Data supplied —
• • •

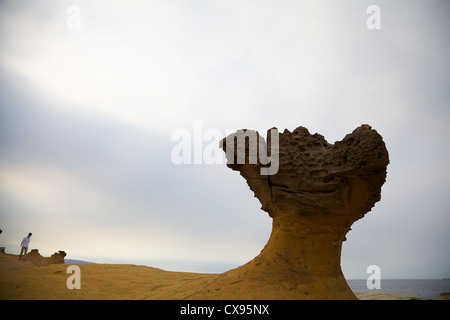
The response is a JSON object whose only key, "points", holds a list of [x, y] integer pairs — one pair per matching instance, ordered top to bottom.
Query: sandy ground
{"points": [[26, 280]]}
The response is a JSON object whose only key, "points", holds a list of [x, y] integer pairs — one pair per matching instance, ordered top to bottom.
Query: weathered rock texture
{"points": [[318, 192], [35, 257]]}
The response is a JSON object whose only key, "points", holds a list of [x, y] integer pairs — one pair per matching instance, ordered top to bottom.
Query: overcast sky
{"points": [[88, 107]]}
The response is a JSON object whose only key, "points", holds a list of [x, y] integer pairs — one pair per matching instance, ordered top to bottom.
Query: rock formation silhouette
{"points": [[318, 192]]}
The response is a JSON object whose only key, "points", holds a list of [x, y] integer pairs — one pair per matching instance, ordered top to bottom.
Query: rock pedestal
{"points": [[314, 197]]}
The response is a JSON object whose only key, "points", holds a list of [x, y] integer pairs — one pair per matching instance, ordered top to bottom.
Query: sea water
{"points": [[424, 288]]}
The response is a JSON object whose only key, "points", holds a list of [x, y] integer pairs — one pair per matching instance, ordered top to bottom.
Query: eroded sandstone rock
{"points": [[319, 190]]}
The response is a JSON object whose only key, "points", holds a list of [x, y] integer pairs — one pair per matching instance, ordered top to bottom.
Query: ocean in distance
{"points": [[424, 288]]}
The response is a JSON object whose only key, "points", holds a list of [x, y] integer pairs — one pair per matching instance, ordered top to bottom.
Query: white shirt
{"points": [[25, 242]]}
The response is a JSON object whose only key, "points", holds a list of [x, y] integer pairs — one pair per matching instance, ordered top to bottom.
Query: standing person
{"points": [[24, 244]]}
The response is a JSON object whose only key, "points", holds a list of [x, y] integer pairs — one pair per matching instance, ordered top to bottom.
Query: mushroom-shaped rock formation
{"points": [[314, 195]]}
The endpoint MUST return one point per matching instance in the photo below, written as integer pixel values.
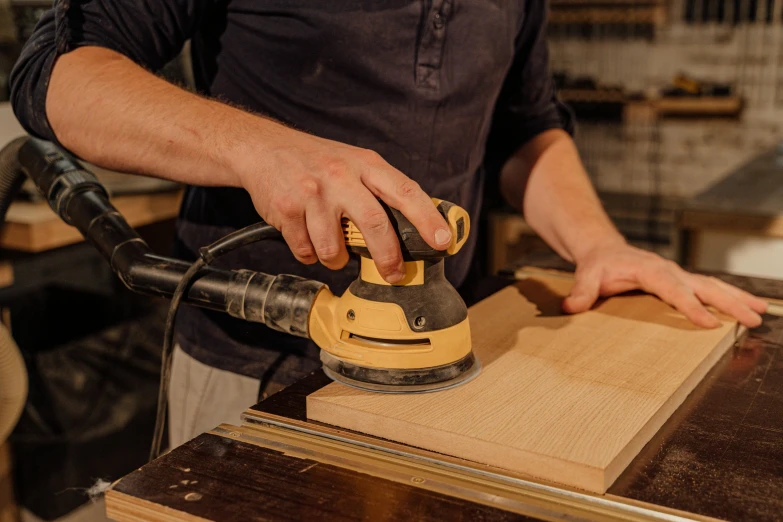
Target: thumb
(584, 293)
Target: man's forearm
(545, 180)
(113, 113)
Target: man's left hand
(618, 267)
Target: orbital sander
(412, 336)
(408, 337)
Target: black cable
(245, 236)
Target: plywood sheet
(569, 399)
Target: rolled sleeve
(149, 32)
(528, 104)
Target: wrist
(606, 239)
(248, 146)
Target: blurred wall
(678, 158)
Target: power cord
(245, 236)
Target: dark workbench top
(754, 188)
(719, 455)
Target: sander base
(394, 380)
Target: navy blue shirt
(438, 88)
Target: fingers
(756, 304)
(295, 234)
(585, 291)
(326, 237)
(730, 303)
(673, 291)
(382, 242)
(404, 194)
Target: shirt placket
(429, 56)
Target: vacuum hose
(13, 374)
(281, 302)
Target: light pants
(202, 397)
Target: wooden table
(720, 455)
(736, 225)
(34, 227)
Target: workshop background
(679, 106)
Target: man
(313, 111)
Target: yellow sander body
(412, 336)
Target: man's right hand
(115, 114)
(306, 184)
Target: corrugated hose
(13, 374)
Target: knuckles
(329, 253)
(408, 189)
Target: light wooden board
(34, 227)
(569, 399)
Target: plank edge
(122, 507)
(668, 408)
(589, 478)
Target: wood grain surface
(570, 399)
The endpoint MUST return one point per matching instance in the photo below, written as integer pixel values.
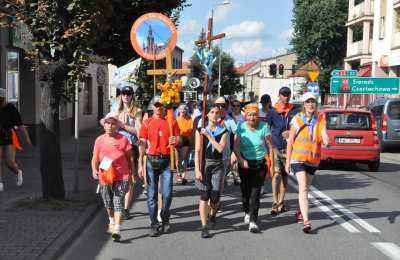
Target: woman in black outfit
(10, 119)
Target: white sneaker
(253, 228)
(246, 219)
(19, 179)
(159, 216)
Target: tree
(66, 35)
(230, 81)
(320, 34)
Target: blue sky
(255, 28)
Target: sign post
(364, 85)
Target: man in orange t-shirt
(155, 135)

• • •

All lines from the one containing "Target: white sneaker" to the end of the records are to be duplicated exactly, and no other lines are to be given.

Solution to the exercise —
Target: white sneaker
(253, 228)
(246, 219)
(19, 179)
(159, 216)
Target: tree
(66, 35)
(230, 81)
(320, 34)
Target: blue sky
(255, 28)
Target: sign post
(364, 85)
Target: man in orange t-shirt
(155, 135)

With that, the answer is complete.